» Task description: Retype the whole listing below precisely.

» Data records:
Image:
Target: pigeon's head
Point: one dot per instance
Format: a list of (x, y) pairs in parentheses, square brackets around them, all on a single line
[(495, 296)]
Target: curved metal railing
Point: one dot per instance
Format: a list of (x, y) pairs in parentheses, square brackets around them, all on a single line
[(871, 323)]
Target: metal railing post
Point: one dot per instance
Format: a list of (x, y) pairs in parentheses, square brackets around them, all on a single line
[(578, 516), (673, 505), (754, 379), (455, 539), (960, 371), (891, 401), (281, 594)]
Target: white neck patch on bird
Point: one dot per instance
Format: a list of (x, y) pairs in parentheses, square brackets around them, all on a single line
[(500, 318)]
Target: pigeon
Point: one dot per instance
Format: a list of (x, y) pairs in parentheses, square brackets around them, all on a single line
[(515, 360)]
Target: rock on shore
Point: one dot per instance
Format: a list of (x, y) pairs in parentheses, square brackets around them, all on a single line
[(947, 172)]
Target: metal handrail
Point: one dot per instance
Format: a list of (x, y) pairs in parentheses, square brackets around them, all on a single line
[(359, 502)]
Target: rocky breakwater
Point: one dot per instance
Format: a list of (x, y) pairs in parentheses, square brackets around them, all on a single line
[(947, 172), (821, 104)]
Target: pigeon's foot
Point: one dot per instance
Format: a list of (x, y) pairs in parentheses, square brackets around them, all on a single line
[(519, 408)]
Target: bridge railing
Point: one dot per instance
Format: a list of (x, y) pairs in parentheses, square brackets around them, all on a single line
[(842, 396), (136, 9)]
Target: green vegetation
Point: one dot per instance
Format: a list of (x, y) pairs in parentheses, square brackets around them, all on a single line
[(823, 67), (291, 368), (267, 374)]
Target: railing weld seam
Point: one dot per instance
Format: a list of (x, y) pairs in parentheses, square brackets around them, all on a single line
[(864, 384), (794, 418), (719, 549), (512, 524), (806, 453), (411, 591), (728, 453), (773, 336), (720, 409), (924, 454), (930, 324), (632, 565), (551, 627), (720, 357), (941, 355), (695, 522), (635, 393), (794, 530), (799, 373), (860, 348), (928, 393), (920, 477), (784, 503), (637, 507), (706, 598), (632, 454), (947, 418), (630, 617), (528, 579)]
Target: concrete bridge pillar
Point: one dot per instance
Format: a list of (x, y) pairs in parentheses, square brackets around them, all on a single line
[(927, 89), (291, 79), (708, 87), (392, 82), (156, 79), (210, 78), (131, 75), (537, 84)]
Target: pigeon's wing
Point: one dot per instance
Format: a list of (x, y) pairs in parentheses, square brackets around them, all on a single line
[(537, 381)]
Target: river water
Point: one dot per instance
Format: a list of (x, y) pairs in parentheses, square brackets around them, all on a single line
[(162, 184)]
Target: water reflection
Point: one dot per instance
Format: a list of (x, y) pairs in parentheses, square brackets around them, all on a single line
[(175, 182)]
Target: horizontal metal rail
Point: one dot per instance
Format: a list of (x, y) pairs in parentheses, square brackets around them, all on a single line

» Reply:
Image:
Target: pigeon's head
Point: one dot per instance
Format: a list of (x, y) pairs in parentheses, square brackets around them, all on a single line
[(495, 296)]
Target: curved metal railing
Point: one dot per instance
Format: a list of (x, y) pairs in parentheses, square brackets around them, all on a single line
[(871, 323)]
Target: metal railing post
Point: one dot per instance
Format: a list of (x, y) pairs in parentheses, square brackets around them, all on a single line
[(578, 516), (673, 505), (754, 379), (455, 539), (960, 371), (891, 401), (281, 594)]
Target: white neck patch on bird
Point: one dot per instance
Format: a list of (x, y) pairs in parentheses, square brackets around them, all on a single line
[(500, 318)]
Target: pigeon
Point: one dot per instance
Format: a list of (x, y) pairs in parentheses, square brackets around them, all on a single line
[(515, 360)]
Target: rock on shore
Point: one dot per instance
Format: a list of (x, y) pairs in parentheses, square brackets around them, all on a single line
[(947, 172)]
Target: metal handrail
Point: one dot per instance
Format: a list of (x, y) pairs in parentheses, square brackets around them, all on a single line
[(359, 502)]
Target: rocky breakwater
Point: one dot per instance
Format: a list of (x, y) pairs in parentheses, square brackets around them, all on a single line
[(947, 172), (821, 104)]
Target: pigeon's foot
Point: one dot per instance
Format: a list of (x, y) pairs in parentheses, square brackets around them, all on a single line
[(519, 408)]
Target: bridge railing
Point: one dot per instance
Format: a list of (x, y) pairs in parentheses, square brackets around them, all on a single line
[(842, 396), (136, 9)]
Target: green vegetation
Point: one dot per instance
Format: a list of (x, y) pairs in parentheses, square brackets around them, all on a single line
[(823, 67), (291, 368), (267, 374)]
Target: railing weld seam
Point: one dot per instance
Format: a list of (x, y) pairs in parentheses, square brackets around them, all on a single line
[(864, 384), (794, 418), (719, 549), (512, 524), (806, 453), (411, 591), (728, 453), (773, 336), (720, 409), (924, 454), (930, 324), (632, 565), (551, 627), (720, 357), (941, 355), (695, 522), (635, 393), (794, 530), (799, 373), (860, 348), (928, 393), (920, 477), (784, 503), (637, 507), (706, 598), (632, 454), (947, 418), (630, 617), (528, 579)]
Target: concrete bridge pillar
Point: one dot per instance
Format: a list of (x, y) pairs in parentheses, square brackets around them, all on a single line
[(927, 89), (291, 79), (708, 87), (392, 82), (156, 79), (210, 78), (131, 75), (537, 84)]
Target: pigeon's wing
Point: one dot per instance
Format: a list of (x, y) pairs in parentheses, square brackets around them, all on a single line
[(537, 381)]
Target: river water
Point: one dot per instance
Format: a list of (x, y) pairs in parentheses, square brackets around them, all on a single line
[(162, 184)]
Target: water reflection
Point: one dot per instance
Format: a list of (x, y) pairs in parentheses, square brackets around them, all on a single line
[(175, 182)]
Target: horizontal metal rail
Point: one dot per instance
Format: a list of (x, y) pairs in parentheses, square brackets around them, all on a single line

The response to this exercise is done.